**EXTRACT PROVIDED:**
=== Section Start ===
FusionFly is an open-source toolkit for processing and fusing GNSS (Global Navigation Satellite System) and IMU (Inertial Measurement Unit) data with Factor Graph Optimization (FGO). The system provides a modern web interface for uploading, processing, visualizing, and downloading standardized navigation data.
Check out the FusionFly demo video to see the system in action:
You can also:
- Download the Demo Video directly from the repository
Note: After cloning the repository, you can find the demo video in the public/assets directory.
FusionFly follows a standard client-server architecture with a React frontend, Express.js backend, and Redis job queue for processing large files.
┌─────────────────┐ ┌─────────────────┐ ┌─────────────────┐
│ │ │ │ │ │
│ React Frontend │◄────────►│ Express Backend│◄────────►│ Redis Queue │
│ │ HTTP │ │ Jobs │ │
└────────┬────────┘ └────────┬────────┘ └────────┬────────┘
│ │ │
│ │ │
▼ ▼ ▼
┌─────────────────┐ ┌─────────────────┐ ┌─────────────────┐
│ User Interface │ │ File Storage │ │ Data Processing│
│ - File Upload │ │ - Raw Files │ │ - Conversion │
│ - Visualization│ │ - Processed │ │ - FGO │
│ - Downloads │ │ - Results │ │ - Validation │
└─────────────────┘ └─────────────────┘ └─────────────────┘
FusionFly processes data through a standardization pipeline:
┌───────────┐ ┌────────────┐ ┌───────────────┐ ┌───────────┐ ┌──────────────┐ ┌─────────────┐
│ │ │ │ │ │ │ │ │ │ │ │
│ Detect │────►│ Process via│────►│ AI-Assisted │────►│ Conversion│────►│ Schema │────►│ Schema │
│ Format │ │ Standard │ │ Parsing │ │ Validation│ │ Conversion │ │ Validation │
│ │ │ Script │ │ (if needed) │ │ │ │ │ │ │
└───────────┘ └────────────┘ └───────────────┘ └───────────┘ └──────────────┘ └─────────────┘
│ │ │ │ │
│ │ │ │ │
▼ ▼ ▼ ▼ ▼
┌────────────────────────────────────────────────────────────────────────────────────────┐
│ │
│ Automated Feedback Loop │
│ │
└────────────────────────────────────────────────────────────────────────────────────────┘
-
Detect Format
- Analyzes file extension and content to determine the data format
- Identifies the appropriate processing pathway
-
Try with standard script:
- RINEX (.obs files)
- Processes using georinex library
- Converts to standardized format with timestamps
- Uses AI-assisted parsing if standard conversion fails
- NMEA (.nmea files)
- Processes NMEA sentences using pynmea2
- Handles common message types (GGA, RMC)
- Extracts timestamps and coordinates
- Uses AI-assisted parsing when needed
- Unknown Formats
- Analyzes file content to determine structure
- Generates appropriate conversion logic
- Extracts relevant location data
- RINEX (.obs files)
=== Section End ===
**GIVEN RECORDS:**
=== Section Start ===
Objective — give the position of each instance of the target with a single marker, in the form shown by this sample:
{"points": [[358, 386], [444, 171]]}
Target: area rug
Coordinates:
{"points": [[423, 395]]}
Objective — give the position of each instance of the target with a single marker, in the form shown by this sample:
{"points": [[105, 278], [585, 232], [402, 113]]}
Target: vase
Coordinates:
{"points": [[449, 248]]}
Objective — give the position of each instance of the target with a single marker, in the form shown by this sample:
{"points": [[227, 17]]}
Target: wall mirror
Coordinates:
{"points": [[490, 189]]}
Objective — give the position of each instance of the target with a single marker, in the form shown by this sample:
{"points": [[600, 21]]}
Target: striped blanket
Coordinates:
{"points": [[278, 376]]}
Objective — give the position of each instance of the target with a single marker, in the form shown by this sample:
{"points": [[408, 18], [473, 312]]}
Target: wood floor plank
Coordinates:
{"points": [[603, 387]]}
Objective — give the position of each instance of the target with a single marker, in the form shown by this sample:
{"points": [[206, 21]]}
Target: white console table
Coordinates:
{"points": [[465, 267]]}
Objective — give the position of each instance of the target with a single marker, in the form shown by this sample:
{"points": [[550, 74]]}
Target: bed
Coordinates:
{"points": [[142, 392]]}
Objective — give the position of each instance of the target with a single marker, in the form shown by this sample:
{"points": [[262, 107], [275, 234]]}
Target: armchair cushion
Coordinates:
=== Section End ===
**PROMPT 1:** According to the FusionFly description, which library processes NMEA sentences?
**PROMPT 2:** Return the stretch of the FusionFly description from "FusionFly is an" through "standardized navigation data.".
Rely solely on the FusionFly description for what follows.

**EXERCISE RESPONSE 1:** pynmea2

**EXERCISE RESPONSE 2:**
FusionFly is an open-source toolkit for processing and fusing GNSS (Global Navigation Satellite System) and IMU (Inertial Measurement Unit) data with Factor Graph Optimization (FGO). The system provides a modern web interface for uploading, processing, visualizing, and downloading standardized navigation data.